Documento:
-*-
Quanto tempo fiquei desacordado não sei
dizer. Porém, antes de recuperar os sentidos, quando o Sol já procurava
encobrir-se por detrás do horizonte, algo mágico aconteceu. Revi-me de arma em
punho, pronto para fazer fogo. Foi neste momento que a gralha azul, com suas
asas brilhantes abertas, o peito a sangrar, veio se chegando a mim. Os pés
franzinos evitavam os sapés esparsos pelo chão e o andar esbelto tinha qualquer
coisa de divino. Permaneci estático e estarreci ao ouvir os sonoros e
compreensíveis sons que aquele delicado bico soltava naturalmente. Dizia ela:
- És um assassino! Tuas leis não te
proíbem de matar um homem? E qum faz mais do que um homem não vale pelo menos
tanto quanto ele? Pois sou eu a humilde avezinha, entoando a minha tagarelice
que faço elevar-se toda esse floresta de pinheiros; bordo a beira das matas com
o verdor dessas viçosas árvores de ereção perfeita; multiplico o madeiro
providencial que te serve de teto, que te dá o verde das invernadas, que te
engorda o porco, que te aquece o corpo, que te locomove dando o nó de pinho para
substituir o carvão-de-pedra nas vias férreas. E ignoras como opero! Venha até o
local onde interrompeste meu trabalho. Ali está a cova que eu fazia, para
depositar nela o pinhão sem cabeça com a extremidade mais fina para cima.
Tiro-lhe a cabeça porque ela apodrece ao contato da terra e arrasta à podridão o
fruto todo e planto-o de bico para cima a fim de favorecer o broto. Vá e não
sejas mais assassino. Esforça-te, antes, por compartilhar comigo nesta suava
labuta."
-*-
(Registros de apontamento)
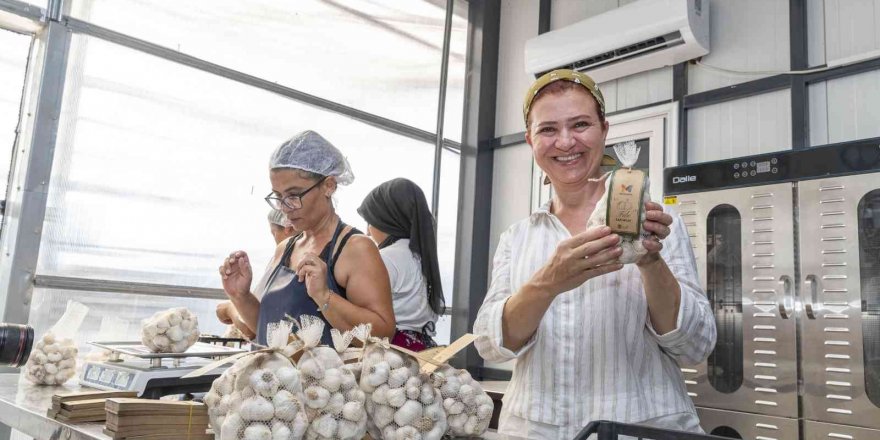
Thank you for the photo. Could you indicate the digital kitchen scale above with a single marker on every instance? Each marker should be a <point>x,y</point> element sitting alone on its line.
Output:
<point>153,375</point>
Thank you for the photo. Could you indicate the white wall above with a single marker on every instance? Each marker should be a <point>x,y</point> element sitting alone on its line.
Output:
<point>845,109</point>
<point>511,184</point>
<point>519,22</point>
<point>744,35</point>
<point>758,124</point>
<point>851,27</point>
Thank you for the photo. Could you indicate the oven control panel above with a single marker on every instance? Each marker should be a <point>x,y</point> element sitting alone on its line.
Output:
<point>783,166</point>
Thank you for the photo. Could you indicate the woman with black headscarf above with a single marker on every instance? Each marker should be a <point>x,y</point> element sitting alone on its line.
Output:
<point>401,223</point>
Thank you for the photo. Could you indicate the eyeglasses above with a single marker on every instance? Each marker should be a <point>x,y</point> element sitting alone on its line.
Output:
<point>291,201</point>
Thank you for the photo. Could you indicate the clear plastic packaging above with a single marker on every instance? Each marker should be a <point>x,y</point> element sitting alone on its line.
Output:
<point>332,398</point>
<point>468,407</point>
<point>170,331</point>
<point>260,396</point>
<point>628,154</point>
<point>53,358</point>
<point>402,402</point>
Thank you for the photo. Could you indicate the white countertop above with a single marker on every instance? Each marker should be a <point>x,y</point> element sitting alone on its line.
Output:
<point>23,407</point>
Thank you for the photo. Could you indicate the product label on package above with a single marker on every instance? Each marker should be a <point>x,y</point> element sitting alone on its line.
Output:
<point>625,194</point>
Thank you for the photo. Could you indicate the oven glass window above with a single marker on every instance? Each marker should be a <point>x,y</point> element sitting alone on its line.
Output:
<point>724,288</point>
<point>869,270</point>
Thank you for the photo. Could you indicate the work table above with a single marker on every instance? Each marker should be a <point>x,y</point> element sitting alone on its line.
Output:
<point>23,407</point>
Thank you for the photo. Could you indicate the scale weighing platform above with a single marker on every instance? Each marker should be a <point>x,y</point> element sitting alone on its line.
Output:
<point>153,375</point>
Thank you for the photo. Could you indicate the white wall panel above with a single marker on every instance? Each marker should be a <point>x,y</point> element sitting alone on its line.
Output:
<point>817,96</point>
<point>851,28</point>
<point>758,124</point>
<point>745,35</point>
<point>845,108</point>
<point>566,12</point>
<point>511,188</point>
<point>641,88</point>
<point>519,22</point>
<point>815,32</point>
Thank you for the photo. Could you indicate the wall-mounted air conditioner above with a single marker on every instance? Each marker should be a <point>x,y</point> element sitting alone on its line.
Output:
<point>640,36</point>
-*-
Enunciado 1:
Com base no trecho sobre a gralha azul, responda:
(a) Em que momento, segundo o narrador, algo mágico aconteceu?
(b) O que os pés franzinos da gralha evitavam?
(c) Em que posição a gralha deposita o pinhão na cova?
Enunciado 2:
Segundo o trecho sobre a gralha azul, por que a ave tira a cabeça do pinhão e o planta de bico para cima?
Enunciado 3:
Reescreva em forma de lista, de modo mais breve, o parágrafo do trecho que começa com "És um assassino!", mantendo seus fatos principais.

Resultado do exercício 1:
(a) Antes de o narrador recuperar os sentidos, quando o Sol já procurava encobrir-se por detrás do horizonte.
(b) Os sapés esparsos pelo chão.
(c) Sem cabeça, com a extremidade mais fina para cima.

Resultado do exercício 2:
A gralha tira a cabeça do pinhão porque ela apodrece ao contato da terra e leva todo o fruto à podridão. Ela o planta de bico para cima para favorecer o broto.

Resultado do exercício 3:
- A gralha chama o interlocutor de assassino. Pergunta se as leis dele não proíbem matar um homem e se quem faz mais do que um homem não vale pelo menos tanto quanto ele.
- Afirma que, com sua tagarelice, faz elevar-se a floresta de pinheiros e borda a beira das matas com essas árvores.
- Diz que multiplica o madeiro que serve de teto, dá o verde das invernadas, engorda o porco e aquece o corpo. Esse madeiro também fornece o nó de pinho que substitui o carvão-de-pedra nas vias férreas.
- Convida o interlocutor a ir ao local onde ele interrompeu seu trabalho, onde está a cova que ela fazia para o pinhão.
- Explica o método: tira a cabeça do pinhão, que apodrece ao contato da terra e leva o fruto à podridão. Depois o planta de bico para cima, para favorecer o broto.
- Pede que ele não seja mais assassino e que compartilhe com ela essa labuta.